(Dataset entries)

——

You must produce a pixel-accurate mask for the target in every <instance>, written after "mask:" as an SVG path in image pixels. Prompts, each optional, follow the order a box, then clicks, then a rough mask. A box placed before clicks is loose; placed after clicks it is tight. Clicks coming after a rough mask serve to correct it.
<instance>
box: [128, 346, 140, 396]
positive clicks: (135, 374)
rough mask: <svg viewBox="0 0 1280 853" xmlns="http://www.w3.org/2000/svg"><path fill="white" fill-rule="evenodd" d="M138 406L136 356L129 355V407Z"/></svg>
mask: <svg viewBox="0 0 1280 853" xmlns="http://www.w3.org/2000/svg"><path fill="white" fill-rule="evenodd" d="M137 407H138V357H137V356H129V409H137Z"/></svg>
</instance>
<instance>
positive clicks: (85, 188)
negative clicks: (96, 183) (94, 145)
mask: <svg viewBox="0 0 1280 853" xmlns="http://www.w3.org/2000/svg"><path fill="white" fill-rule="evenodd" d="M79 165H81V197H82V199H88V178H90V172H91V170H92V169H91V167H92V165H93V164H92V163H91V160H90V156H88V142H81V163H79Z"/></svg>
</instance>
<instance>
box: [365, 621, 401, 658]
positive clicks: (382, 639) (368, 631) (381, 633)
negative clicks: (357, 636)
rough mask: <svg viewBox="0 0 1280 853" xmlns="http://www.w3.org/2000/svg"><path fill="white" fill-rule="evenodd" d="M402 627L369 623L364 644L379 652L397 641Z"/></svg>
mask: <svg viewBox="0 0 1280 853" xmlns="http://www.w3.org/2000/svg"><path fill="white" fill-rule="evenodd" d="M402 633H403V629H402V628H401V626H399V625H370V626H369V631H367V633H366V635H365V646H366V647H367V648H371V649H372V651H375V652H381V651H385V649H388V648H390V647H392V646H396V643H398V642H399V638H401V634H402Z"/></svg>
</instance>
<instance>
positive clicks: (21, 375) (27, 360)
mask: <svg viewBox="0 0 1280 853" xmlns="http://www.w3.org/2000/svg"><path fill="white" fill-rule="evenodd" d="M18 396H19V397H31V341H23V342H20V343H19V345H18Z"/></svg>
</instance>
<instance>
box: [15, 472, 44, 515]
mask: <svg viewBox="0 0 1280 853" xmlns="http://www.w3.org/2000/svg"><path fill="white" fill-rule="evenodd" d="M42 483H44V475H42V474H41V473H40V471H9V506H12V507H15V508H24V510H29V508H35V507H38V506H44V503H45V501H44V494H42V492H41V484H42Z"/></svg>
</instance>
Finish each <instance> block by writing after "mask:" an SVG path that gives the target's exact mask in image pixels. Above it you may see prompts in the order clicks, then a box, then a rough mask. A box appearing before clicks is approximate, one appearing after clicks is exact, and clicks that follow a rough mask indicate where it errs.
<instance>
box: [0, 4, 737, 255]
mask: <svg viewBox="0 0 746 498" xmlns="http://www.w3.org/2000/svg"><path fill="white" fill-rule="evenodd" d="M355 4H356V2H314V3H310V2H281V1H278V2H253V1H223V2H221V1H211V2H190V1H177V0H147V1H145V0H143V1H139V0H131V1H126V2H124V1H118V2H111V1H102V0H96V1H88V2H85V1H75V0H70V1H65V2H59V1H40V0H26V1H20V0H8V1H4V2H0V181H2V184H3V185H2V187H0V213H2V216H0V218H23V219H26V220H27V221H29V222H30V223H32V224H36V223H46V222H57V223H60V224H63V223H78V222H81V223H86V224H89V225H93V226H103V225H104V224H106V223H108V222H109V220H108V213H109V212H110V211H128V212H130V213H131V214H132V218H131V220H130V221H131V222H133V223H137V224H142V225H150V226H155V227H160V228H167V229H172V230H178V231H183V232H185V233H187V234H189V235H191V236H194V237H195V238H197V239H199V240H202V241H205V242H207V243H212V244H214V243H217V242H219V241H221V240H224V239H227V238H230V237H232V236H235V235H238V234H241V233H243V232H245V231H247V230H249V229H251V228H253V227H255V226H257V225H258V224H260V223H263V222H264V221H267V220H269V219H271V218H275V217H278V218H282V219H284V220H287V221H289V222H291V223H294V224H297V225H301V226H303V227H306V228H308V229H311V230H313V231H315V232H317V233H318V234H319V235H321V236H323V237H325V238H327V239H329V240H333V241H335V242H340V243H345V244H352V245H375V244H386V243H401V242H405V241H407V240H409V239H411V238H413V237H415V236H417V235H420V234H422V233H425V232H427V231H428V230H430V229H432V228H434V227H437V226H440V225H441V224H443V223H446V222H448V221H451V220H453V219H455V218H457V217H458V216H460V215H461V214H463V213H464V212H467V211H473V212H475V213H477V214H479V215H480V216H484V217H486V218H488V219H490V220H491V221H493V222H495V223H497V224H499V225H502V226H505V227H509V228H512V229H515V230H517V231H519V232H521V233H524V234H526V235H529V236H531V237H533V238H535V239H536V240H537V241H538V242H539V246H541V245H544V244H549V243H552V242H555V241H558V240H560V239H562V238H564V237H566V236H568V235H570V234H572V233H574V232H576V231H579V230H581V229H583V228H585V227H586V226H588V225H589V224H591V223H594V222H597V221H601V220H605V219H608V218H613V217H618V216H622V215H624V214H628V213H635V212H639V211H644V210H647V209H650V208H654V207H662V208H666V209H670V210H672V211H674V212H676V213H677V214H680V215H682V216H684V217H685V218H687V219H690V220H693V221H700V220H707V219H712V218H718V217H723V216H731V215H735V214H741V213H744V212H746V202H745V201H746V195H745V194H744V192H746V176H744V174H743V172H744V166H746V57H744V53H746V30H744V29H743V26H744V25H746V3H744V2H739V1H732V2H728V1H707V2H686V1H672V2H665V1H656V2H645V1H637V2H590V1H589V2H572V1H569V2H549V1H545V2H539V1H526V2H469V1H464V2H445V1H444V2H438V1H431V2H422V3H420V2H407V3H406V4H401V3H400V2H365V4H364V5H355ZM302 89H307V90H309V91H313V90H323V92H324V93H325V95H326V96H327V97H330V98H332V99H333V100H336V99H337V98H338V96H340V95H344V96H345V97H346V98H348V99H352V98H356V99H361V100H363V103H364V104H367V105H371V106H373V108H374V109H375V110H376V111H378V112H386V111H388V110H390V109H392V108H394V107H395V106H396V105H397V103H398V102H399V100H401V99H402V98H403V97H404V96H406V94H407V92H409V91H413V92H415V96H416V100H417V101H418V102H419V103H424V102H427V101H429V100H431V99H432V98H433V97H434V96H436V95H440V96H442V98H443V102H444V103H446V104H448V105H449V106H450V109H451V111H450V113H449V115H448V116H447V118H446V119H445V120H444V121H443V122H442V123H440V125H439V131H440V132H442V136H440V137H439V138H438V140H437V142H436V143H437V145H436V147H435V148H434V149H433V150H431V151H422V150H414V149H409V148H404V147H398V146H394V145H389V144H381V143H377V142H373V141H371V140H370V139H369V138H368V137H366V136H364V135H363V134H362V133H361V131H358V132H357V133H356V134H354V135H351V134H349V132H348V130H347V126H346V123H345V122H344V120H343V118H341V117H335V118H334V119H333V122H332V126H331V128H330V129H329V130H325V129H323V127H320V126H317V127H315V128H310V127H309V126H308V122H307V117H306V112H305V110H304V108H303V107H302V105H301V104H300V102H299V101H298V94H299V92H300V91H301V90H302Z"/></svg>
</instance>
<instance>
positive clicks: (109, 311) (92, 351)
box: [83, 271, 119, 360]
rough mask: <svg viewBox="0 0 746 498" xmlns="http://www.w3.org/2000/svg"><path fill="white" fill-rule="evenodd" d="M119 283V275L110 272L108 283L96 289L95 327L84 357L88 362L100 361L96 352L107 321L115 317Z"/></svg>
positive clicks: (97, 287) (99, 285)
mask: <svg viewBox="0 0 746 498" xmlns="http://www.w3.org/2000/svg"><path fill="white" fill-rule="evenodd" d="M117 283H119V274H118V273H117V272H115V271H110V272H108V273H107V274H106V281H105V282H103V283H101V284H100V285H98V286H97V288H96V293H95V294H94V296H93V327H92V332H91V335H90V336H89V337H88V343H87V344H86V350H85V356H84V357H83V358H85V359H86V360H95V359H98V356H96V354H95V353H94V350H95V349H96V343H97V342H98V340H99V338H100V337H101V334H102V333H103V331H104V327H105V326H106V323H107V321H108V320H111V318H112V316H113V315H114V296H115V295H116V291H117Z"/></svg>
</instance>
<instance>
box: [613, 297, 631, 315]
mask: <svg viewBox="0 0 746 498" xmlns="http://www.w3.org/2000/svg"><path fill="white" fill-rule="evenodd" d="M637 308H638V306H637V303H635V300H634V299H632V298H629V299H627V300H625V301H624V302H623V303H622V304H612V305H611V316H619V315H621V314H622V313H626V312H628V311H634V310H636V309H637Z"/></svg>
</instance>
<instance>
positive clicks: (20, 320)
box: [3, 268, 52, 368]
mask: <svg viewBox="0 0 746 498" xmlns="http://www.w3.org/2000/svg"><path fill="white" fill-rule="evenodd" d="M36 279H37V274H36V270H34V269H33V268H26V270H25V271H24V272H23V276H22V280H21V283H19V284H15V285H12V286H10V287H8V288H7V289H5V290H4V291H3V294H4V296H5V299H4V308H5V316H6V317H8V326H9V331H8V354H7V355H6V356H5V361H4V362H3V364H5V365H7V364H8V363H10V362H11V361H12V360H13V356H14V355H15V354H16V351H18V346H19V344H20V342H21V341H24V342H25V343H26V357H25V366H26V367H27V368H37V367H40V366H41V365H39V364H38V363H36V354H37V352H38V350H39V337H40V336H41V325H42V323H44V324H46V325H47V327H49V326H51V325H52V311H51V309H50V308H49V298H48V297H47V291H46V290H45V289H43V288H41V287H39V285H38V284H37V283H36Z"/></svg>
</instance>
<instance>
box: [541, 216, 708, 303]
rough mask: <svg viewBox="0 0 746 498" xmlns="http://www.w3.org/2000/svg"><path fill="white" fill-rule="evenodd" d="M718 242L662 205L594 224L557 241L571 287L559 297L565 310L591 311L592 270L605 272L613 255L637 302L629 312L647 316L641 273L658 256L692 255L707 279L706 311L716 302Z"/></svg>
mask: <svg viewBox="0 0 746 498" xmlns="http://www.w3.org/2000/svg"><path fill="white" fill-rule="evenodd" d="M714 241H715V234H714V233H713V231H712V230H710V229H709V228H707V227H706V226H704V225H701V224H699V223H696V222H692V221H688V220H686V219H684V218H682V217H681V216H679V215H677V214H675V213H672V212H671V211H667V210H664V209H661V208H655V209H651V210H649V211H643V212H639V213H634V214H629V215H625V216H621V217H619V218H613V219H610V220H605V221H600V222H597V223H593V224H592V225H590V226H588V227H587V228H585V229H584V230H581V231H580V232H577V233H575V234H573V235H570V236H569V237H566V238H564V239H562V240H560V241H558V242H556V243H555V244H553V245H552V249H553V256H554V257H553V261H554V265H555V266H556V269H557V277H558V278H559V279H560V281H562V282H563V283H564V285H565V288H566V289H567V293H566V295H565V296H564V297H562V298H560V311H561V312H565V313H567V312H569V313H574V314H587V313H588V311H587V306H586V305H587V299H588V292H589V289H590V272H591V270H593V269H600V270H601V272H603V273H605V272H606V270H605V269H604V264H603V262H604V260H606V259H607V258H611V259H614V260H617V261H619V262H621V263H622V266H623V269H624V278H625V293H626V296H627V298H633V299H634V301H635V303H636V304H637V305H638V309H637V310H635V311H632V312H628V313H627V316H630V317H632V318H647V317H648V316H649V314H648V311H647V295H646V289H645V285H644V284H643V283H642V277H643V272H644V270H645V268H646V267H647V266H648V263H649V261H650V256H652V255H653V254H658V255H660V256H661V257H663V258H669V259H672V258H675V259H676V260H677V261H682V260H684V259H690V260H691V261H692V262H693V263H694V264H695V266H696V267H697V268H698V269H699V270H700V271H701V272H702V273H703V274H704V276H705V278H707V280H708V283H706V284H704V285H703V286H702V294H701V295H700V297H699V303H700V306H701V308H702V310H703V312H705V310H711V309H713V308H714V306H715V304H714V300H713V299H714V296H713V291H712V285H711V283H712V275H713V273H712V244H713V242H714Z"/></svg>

——

> _YOUR OBJECTIVE_: Copy the data lines from the one containing "283V275L110 272L108 283L96" through the one containing "positive clicks: (97, 287) (99, 285)", including both, without changing anything.

> _RESULT OF THE EXERCISE_:
rough mask: <svg viewBox="0 0 746 498" xmlns="http://www.w3.org/2000/svg"><path fill="white" fill-rule="evenodd" d="M119 283V275L110 272L108 283L96 289L95 327L84 357L88 362L100 361L96 352L107 321L115 317Z"/></svg>
positive clicks: (97, 287) (99, 285)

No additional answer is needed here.